■ THE PROBLEM ■
In the answer, every entry must appear exactly as given.

■ Collection entries ■
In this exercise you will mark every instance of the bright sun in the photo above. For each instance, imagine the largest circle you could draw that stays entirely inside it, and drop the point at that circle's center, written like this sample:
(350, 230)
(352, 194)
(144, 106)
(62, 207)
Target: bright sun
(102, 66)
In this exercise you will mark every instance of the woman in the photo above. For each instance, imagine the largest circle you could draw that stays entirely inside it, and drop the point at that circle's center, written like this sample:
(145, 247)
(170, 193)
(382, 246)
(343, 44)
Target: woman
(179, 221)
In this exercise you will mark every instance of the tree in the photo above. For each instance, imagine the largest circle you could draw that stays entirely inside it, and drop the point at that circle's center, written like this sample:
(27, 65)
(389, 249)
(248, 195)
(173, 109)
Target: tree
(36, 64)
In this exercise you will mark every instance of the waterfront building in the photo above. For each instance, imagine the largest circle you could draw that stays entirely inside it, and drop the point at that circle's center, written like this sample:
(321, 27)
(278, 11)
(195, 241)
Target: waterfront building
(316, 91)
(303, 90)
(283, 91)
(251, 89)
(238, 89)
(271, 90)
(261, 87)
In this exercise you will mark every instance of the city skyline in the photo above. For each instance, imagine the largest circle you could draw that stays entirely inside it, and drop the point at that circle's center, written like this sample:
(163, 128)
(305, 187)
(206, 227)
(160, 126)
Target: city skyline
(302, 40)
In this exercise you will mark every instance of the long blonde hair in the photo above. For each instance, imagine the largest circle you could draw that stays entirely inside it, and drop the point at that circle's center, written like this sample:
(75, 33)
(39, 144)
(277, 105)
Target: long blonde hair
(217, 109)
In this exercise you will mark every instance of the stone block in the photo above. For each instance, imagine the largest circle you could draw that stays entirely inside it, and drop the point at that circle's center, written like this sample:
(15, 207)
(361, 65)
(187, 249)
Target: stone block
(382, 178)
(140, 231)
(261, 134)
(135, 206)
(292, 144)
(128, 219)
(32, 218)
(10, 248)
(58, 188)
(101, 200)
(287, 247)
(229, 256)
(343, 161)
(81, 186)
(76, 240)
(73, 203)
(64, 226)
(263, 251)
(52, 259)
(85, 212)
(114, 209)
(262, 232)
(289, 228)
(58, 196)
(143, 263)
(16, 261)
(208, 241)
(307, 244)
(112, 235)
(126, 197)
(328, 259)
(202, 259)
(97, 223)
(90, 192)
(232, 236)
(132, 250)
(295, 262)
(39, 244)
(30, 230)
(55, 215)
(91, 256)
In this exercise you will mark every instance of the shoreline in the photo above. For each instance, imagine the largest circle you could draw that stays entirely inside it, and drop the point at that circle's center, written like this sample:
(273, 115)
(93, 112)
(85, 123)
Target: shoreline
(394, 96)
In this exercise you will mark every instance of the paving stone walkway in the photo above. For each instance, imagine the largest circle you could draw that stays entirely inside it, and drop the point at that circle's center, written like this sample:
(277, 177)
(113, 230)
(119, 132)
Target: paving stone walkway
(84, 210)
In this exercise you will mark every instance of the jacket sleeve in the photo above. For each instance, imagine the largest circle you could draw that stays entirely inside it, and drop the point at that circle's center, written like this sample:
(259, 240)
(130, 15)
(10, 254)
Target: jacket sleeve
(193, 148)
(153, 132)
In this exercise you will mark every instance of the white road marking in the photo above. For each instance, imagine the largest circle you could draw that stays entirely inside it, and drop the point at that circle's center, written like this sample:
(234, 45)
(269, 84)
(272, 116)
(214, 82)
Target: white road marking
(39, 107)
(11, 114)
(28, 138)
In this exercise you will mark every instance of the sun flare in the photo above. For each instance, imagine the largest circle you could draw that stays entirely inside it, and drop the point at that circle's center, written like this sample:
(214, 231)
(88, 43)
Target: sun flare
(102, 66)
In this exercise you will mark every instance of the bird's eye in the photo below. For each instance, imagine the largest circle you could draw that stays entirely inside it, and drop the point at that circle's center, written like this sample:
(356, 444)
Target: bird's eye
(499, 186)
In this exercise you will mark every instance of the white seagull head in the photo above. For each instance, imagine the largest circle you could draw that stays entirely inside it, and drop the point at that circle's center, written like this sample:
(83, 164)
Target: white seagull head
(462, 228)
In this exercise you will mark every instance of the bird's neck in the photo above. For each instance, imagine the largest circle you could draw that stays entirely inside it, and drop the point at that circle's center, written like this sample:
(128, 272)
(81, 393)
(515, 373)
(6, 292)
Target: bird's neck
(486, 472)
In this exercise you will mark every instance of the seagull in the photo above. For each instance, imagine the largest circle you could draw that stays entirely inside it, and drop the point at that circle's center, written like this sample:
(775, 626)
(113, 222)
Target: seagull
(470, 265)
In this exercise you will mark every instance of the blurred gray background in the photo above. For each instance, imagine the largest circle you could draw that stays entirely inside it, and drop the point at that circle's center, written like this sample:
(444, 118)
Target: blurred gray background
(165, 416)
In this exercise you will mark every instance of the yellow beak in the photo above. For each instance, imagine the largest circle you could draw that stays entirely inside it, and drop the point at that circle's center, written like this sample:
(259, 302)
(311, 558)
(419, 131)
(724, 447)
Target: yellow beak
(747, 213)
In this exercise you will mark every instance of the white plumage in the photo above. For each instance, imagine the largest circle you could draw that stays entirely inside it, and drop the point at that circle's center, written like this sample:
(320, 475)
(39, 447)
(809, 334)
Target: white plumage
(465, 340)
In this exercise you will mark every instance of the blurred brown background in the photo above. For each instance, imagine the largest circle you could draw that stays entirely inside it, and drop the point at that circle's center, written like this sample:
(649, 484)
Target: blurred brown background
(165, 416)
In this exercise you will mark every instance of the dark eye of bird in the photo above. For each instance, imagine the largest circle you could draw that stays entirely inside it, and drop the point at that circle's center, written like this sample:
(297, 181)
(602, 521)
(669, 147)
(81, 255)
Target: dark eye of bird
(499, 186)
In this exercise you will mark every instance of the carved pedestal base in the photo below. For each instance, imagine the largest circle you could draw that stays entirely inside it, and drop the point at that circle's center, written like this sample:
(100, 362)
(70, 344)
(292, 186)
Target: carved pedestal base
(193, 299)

■ OUTPUT FOR THIS EXERCISE ■
In this exercise you will mark every instance of the bright sun in the photo above. For each instance, imagine the largest circle you could draw that stays entirely inside it, and drop the point at that circle's center, written like this sample:
(350, 230)
(352, 194)
(144, 106)
(62, 207)
Target: bright sun
(102, 66)
In this exercise you will mark every instance of the woman in the photo above. For each instance, imagine the largest circle you could draw that stays entirely inside it, and drop the point at that circle's center, written like this sample:
(145, 247)
(170, 193)
(382, 246)
(343, 44)
Target: woman
(179, 221)
In this exercise you will mark every instance of the tree in the photo above. For each instance, imagine the largest circle you could draw that stays entirely inside it, and drop the point at that circle's center, written like this sample:
(27, 65)
(389, 249)
(248, 195)
(173, 109)
Target: tree
(36, 64)
In this exercise you will mark every instance of the waterfront building in the photo above. For each instance, imagine the largest circle you could draw that stays entirely inside it, and drop the point at that circle's center, written like this sample:
(321, 27)
(278, 11)
(195, 241)
Target: waterfront building
(316, 91)
(303, 90)
(283, 91)
(251, 89)
(238, 89)
(271, 90)
(261, 87)
In this exercise you will mark every instance of the city skyline in the photo above. For each instance, imagine the largest circle you could draw that stays entirely inside it, and drop the point at that circle's center, written like this sample:
(163, 128)
(305, 187)
(206, 227)
(160, 126)
Target: city skyline
(302, 40)
In this exercise you will mark every instance of the long blonde hair in the photo above. For each instance, imagine the largest circle you could draw that stays entirely inside it, and drop the point at that circle's center, written like this sample:
(75, 33)
(39, 144)
(277, 105)
Target: long blonde hair
(217, 109)
In this exercise you will mark every instance of the stone block in the photo above. For each instance, imagine the largest circle you could draw that stays entirely inside it, and drop the point at that circle's center, written like this sample:
(15, 207)
(361, 65)
(187, 249)
Target: stone block
(382, 178)
(140, 231)
(261, 134)
(135, 206)
(292, 144)
(128, 219)
(32, 218)
(10, 248)
(58, 188)
(101, 200)
(287, 247)
(229, 256)
(343, 161)
(81, 186)
(76, 240)
(73, 203)
(64, 226)
(263, 251)
(52, 259)
(85, 212)
(114, 209)
(262, 232)
(289, 228)
(58, 196)
(143, 263)
(16, 261)
(208, 241)
(307, 244)
(112, 235)
(126, 197)
(328, 259)
(202, 259)
(97, 223)
(90, 192)
(232, 236)
(132, 250)
(295, 262)
(39, 244)
(30, 230)
(55, 215)
(91, 256)
In this exercise you will mark every instance of the shoreline in the photo above. For each instance, imagine the largest circle you could draw that stays entirely inside it, and drop the point at that circle's center, written like this sample:
(273, 115)
(93, 112)
(85, 123)
Target: shoreline
(394, 96)
In this exercise you will mark every instance of the paving stone walkway in the photo above. For each instance, imagine the largest circle you could draw that stays entirely inside it, and drop the point at that circle's center, written like this sample:
(277, 177)
(113, 230)
(119, 132)
Target: paving stone walkway
(84, 210)
In this exercise you will mark every instance of the jacket sleeve in the photo above. For each instance, imagine the largest circle you could draw that stays entirely inside it, and drop the point at that circle's center, written like this sample:
(259, 240)
(130, 15)
(10, 254)
Target: jacket sleeve
(193, 148)
(153, 132)
In this exercise you will mark every instance of the white road marking in the photo above. For each instance, imagine the largest circle you could draw that stays entirely inside it, and drop the point at that circle's center, written like this sample:
(234, 45)
(269, 84)
(272, 116)
(214, 82)
Target: white road marking
(39, 107)
(11, 114)
(28, 138)
In this exercise you will mark every instance of the sun flare in the photo above. For each instance, imagine the largest circle you could draw that stays entirely inside it, and drop the point at that circle's center, written like this sample:
(214, 231)
(88, 43)
Target: sun flare
(102, 66)
In this exercise you will mark every instance of the bird's eye in the photo below. For each instance, imagine the largest circle you could draw that stays entirely inside it, and drop the point at that circle's center, written like this sample:
(356, 444)
Target: bird's eye
(499, 186)
In this exercise you will mark every instance of the white seagull head in the photo above. For each instance, imagine the largest circle you could draw that stays entirely inside it, and drop the point at that circle's center, written like this sample:
(83, 164)
Target: white seagull head
(462, 228)
In this exercise you will mark every instance of the bird's neck in the photo above. For each instance, imagine the largest circle you could draw that stays entirely inside it, and drop the point at that circle's center, written like this sample:
(128, 272)
(81, 393)
(515, 373)
(6, 292)
Target: bird's neck
(486, 472)
In this exercise you will mark every instance of the seagull in the photo above. For each instance, imagine the largest circle you could draw that stays entirely inside it, and drop the point at that circle's center, written like this sample:
(775, 626)
(113, 222)
Target: seagull
(470, 265)
In this exercise you will mark every instance of the blurred gray background in the photo above. For each instance, imagine the largest circle you could draw that stays entirely inside it, and drop the point at that circle's center, written like this sample:
(444, 118)
Target: blurred gray background
(165, 416)
In this exercise you will mark every instance of the yellow beak in the photo above. For each instance, imagine the largest circle you could draw that stays entirely inside it, and drop the point at that circle's center, written like this sample:
(259, 302)
(311, 558)
(419, 131)
(724, 447)
Target: yellow beak
(747, 213)
In this exercise you will mark every instance of the white plumage in the photo above. For each instance, imagine the largest circle you could draw that stays entirely inside it, and drop the point at that circle's center, written like this sample:
(320, 475)
(39, 447)
(809, 334)
Target: white plumage
(465, 340)
In this exercise you will mark every instance of the blurred brown background in the photo above. For each instance, imagine the largest circle you could draw that stays entirely inside it, and drop the point at that circle's center, written like this sample:
(649, 484)
Target: blurred brown background
(165, 416)
In this exercise you will mark every instance of the dark eye of bird in the photo above. For each instance, imagine the largest circle you could draw that stays entirely inside it, and drop the point at that circle's center, written like this sample:
(297, 181)
(602, 521)
(669, 147)
(81, 255)
Target: dark eye of bird
(499, 186)
In this exercise you will mark every instance of the carved pedestal base in the photo below. For each instance, imagine the largest circle you could draw that stays entirely inside it, and drop the point at that circle's center, written like this sample:
(100, 362)
(70, 344)
(292, 186)
Target: carved pedestal base
(193, 299)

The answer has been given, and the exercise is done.